*Given exercise*.
Convert the lines below, from the line containing "Would you mind pointing to the tall" through the final line of the items, into a Markdown table with the columns "Row" and "Line text," skipping any blank lines. Include only that part.

*Task inputs*.
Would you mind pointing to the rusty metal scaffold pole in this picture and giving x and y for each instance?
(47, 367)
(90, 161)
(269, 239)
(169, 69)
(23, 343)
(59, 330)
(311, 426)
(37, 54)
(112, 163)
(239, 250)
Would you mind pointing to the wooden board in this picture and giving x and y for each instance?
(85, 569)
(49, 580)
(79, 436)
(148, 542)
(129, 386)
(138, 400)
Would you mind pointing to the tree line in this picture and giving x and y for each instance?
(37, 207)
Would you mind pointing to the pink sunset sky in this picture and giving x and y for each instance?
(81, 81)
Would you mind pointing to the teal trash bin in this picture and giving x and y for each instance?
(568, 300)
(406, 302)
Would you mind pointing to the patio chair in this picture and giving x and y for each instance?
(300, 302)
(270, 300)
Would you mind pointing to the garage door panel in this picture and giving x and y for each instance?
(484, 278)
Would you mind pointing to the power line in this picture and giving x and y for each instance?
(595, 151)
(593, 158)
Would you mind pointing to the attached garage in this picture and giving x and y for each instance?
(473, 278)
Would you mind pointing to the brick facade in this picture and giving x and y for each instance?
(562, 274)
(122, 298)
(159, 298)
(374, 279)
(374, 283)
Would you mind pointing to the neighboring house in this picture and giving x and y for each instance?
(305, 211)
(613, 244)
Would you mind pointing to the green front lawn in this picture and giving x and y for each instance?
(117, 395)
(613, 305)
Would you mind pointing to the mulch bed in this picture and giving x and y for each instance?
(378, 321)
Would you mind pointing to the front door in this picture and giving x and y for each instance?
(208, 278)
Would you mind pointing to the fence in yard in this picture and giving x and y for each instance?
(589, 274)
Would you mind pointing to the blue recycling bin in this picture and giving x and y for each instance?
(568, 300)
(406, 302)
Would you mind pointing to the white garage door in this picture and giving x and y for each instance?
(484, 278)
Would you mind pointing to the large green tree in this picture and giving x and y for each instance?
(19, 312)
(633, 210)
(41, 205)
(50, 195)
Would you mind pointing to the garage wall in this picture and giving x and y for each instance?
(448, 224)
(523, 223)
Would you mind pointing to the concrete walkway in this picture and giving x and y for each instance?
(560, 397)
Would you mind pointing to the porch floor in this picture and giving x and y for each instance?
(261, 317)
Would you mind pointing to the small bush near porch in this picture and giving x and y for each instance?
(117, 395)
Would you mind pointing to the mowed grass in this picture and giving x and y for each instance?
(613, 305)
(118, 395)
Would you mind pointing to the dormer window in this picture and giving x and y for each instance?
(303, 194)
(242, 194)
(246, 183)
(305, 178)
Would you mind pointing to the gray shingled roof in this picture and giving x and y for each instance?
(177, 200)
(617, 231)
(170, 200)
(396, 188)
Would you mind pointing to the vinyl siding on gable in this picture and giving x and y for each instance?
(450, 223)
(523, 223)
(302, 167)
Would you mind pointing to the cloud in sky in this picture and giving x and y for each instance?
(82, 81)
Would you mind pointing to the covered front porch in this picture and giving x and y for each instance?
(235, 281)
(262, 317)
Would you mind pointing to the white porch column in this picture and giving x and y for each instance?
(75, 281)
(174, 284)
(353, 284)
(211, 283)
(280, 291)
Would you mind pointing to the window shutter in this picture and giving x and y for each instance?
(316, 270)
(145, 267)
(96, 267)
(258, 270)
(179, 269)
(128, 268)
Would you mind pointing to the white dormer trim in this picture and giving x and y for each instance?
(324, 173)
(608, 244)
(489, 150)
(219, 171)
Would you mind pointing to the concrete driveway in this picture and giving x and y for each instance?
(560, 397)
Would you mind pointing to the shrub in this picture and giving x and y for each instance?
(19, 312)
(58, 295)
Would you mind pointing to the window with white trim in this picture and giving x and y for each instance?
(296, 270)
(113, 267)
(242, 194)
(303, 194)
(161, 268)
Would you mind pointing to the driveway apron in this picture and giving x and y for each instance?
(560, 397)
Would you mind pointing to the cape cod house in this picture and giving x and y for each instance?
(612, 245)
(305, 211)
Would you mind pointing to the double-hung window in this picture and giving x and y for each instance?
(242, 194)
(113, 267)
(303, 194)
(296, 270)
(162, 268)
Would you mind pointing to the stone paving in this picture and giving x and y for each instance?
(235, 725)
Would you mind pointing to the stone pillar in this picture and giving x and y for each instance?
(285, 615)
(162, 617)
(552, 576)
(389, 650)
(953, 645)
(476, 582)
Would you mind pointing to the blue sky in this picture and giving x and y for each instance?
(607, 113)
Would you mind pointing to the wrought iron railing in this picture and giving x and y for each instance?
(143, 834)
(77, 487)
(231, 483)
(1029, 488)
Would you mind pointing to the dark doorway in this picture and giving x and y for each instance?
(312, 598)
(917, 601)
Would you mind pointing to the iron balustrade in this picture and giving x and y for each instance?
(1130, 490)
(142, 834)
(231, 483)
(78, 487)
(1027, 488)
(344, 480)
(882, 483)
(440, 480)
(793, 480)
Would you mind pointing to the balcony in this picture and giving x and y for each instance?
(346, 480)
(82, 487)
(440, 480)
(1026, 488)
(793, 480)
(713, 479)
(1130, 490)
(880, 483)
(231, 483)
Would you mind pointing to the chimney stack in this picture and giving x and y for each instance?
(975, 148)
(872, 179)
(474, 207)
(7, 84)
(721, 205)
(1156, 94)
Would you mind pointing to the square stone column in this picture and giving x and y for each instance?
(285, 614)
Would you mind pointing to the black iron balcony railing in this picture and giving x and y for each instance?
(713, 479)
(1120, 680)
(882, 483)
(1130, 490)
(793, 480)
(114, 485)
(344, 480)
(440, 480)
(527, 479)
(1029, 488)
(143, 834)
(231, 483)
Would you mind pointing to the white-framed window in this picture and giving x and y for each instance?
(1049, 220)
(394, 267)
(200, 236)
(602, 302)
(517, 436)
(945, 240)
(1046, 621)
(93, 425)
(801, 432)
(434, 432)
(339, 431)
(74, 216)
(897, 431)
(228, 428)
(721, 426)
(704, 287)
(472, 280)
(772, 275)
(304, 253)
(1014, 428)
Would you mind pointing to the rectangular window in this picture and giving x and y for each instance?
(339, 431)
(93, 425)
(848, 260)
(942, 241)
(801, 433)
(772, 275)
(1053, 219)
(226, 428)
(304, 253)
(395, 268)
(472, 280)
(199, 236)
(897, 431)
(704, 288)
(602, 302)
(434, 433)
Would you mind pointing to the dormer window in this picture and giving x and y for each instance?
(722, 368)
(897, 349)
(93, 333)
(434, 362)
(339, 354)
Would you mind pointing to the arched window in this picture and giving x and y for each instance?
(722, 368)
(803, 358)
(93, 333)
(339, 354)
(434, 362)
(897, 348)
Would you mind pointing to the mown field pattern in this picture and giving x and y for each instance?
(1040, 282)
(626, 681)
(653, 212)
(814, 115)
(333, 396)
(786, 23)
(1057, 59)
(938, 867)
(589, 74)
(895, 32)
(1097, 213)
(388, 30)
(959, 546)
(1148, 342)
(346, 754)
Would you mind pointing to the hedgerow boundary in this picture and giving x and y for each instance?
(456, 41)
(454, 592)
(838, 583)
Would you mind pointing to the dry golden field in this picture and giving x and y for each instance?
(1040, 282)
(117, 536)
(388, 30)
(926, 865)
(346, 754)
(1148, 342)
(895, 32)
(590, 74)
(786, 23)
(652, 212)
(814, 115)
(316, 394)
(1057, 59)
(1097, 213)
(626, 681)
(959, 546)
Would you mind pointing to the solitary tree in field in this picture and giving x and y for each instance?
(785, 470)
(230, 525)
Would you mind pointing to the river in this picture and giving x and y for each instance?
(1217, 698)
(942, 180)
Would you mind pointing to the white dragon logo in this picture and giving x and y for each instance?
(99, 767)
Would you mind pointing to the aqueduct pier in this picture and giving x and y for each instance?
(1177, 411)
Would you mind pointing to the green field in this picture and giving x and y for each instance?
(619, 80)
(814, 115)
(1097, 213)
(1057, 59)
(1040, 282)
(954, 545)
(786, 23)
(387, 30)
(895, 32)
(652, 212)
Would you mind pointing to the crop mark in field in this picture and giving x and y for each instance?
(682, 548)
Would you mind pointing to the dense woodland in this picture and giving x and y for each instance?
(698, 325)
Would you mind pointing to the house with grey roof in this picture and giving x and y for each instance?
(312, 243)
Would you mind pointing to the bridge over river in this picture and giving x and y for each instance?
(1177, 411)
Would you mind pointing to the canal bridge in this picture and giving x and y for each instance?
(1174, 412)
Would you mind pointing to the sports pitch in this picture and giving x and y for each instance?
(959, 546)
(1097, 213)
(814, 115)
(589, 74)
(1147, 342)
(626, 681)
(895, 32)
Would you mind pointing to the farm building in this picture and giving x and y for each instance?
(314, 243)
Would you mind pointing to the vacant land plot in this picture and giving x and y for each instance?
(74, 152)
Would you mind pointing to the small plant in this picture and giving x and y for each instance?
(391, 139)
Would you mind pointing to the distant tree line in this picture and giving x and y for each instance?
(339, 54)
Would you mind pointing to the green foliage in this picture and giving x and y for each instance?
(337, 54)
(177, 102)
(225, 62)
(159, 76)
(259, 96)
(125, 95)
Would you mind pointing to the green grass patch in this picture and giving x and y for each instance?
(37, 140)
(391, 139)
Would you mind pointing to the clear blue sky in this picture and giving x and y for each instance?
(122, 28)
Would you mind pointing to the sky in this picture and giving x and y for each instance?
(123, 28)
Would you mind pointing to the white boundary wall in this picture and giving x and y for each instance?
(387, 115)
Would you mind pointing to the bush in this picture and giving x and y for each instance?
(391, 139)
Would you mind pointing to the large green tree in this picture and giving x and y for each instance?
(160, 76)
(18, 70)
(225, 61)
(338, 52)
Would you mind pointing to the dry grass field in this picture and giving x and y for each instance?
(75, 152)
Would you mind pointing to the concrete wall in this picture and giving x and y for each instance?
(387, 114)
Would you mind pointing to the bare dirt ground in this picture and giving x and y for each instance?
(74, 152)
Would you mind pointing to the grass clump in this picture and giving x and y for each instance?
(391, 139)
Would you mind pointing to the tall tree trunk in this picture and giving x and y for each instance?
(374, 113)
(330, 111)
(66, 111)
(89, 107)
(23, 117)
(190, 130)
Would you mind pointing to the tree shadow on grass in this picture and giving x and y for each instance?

*Exercise answer*.
| Row | Line text |
|---|---|
| 1 | Would you mind pointing to the tall tree trunk in this picture and giving x and y for each instance? |
| 2 | (374, 113) |
| 3 | (330, 111) |
| 4 | (66, 111) |
| 5 | (89, 107) |
| 6 | (23, 117) |
| 7 | (190, 130) |
| 8 | Would you mind pointing to the tree shadow on grass in this picture and giving x and y for each instance? |